**WHAT TO DO**
All lines from the one containing "Pick out the woman with red" through the final line of the entries are to be written out verbatim; no other line is to be included.

**GIVEN DATA**
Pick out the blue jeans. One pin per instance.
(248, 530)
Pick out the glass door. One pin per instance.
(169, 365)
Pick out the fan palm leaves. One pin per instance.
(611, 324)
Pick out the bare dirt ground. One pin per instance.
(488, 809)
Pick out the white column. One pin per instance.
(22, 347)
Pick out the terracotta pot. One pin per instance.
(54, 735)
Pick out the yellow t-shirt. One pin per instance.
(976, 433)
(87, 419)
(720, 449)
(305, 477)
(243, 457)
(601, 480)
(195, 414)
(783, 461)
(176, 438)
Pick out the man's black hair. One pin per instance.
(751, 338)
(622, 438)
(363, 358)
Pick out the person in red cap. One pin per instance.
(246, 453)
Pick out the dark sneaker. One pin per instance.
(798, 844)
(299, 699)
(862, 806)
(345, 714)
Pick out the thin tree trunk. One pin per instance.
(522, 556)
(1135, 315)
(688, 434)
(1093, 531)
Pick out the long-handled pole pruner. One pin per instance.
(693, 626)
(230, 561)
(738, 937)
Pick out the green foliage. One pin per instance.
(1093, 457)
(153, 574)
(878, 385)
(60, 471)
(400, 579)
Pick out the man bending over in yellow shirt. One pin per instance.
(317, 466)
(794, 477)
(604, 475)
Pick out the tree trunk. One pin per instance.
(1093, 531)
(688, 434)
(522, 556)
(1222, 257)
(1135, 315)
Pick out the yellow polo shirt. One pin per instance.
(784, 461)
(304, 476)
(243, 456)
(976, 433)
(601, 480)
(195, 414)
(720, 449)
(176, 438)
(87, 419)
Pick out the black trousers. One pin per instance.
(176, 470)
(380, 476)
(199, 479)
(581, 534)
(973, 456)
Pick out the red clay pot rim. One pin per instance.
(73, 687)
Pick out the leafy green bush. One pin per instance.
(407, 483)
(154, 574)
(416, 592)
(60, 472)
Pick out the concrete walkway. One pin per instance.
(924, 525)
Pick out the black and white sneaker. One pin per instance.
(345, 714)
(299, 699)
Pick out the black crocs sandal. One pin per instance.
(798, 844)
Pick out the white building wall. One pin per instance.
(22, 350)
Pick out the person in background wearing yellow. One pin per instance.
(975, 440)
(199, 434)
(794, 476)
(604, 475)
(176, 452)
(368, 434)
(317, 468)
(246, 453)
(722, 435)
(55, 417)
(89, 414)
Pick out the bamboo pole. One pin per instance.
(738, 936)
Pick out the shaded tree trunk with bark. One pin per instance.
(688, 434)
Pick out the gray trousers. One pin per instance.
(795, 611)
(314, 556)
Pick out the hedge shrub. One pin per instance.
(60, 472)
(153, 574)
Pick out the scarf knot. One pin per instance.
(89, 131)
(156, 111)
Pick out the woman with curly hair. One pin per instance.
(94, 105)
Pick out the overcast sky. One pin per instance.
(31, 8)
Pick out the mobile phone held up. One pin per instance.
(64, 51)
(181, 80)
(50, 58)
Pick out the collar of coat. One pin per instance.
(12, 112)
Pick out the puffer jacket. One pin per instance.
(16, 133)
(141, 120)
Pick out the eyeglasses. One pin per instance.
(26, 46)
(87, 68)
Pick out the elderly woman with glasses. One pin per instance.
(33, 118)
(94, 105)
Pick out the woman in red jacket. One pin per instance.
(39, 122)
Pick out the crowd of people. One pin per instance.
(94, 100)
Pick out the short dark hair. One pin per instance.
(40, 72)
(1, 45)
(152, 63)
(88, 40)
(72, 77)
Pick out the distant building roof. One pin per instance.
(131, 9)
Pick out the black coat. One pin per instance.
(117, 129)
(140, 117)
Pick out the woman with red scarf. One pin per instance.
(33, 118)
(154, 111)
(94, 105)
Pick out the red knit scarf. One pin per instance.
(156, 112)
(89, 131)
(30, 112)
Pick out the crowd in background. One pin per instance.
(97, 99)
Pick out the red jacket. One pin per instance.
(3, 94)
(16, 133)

**YOUR RESPONSE**
Pick out the woman with red scarf. One pin per instance.
(33, 118)
(154, 111)
(94, 105)
Pick out the red knit scarf. One pin per instance.
(156, 112)
(89, 131)
(30, 112)
Pick out the crowd in background. One pin per instance.
(97, 99)
Pick out the red jacket. One pin per instance.
(3, 94)
(16, 133)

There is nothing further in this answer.